Data drawn from a collection
* * * * * * * * *

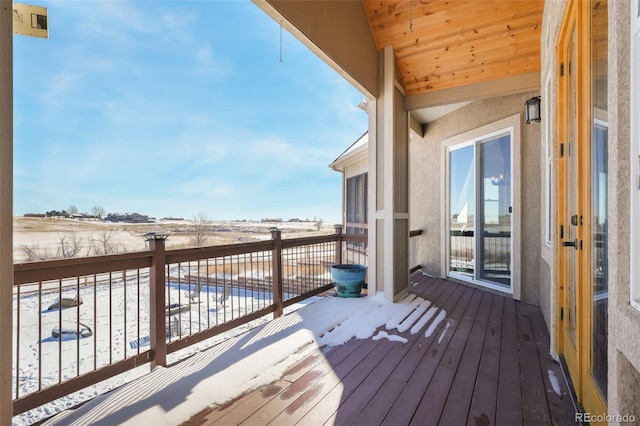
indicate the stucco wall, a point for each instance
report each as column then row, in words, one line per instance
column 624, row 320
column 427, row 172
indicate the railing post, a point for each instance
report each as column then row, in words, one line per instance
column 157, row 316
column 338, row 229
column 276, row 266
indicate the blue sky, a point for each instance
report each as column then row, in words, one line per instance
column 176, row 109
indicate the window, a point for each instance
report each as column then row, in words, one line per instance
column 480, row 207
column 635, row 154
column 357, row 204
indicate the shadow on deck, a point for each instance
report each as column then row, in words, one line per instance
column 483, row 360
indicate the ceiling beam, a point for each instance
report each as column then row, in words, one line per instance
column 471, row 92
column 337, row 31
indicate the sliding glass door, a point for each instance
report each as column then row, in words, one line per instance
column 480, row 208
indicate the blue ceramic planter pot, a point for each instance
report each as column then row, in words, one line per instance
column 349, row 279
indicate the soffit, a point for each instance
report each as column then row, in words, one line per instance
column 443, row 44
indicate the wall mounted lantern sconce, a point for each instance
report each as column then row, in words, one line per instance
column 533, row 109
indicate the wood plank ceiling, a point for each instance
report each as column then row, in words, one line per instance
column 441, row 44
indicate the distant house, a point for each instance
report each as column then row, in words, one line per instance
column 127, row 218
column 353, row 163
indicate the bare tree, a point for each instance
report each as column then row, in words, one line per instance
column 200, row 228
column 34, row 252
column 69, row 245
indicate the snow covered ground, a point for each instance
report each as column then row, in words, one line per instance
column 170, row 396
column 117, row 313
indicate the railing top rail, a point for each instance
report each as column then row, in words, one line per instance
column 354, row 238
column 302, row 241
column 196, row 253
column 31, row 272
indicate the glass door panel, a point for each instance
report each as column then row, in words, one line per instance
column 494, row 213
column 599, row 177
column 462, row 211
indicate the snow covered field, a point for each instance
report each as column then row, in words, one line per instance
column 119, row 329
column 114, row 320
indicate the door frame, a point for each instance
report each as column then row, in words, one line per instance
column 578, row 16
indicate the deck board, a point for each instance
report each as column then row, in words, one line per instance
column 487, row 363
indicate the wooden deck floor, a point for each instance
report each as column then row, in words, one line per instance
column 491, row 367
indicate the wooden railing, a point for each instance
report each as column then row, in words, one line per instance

* * * * * * * * *

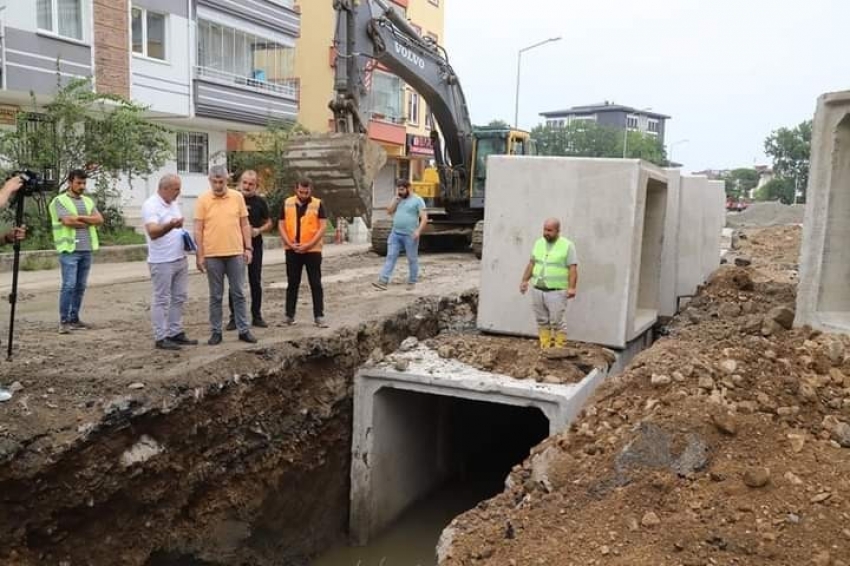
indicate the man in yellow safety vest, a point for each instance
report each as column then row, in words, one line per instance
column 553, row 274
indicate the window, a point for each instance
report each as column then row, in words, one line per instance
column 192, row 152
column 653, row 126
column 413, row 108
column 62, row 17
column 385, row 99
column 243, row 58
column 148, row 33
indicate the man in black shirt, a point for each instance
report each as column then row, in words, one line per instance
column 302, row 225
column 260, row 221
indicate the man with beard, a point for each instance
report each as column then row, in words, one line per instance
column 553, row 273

* * * * * * * * *

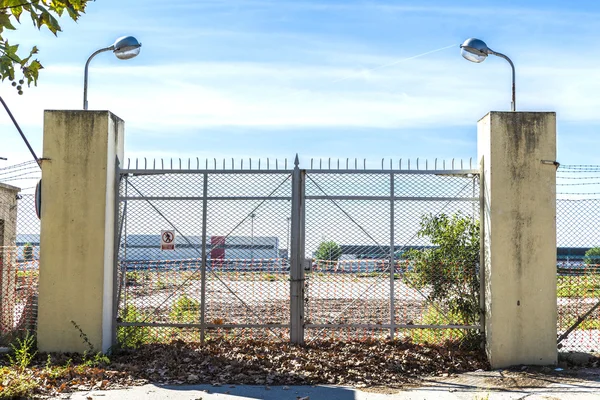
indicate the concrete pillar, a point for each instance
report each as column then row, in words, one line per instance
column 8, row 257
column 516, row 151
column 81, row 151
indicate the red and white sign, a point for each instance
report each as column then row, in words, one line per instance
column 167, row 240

* * * * * * * * *

◆ What needs to be done:
Count the lines of the records above that contain the word "deck", treating uppercase and lowercase as different, and give only that number.

◆ Answer to this task:
3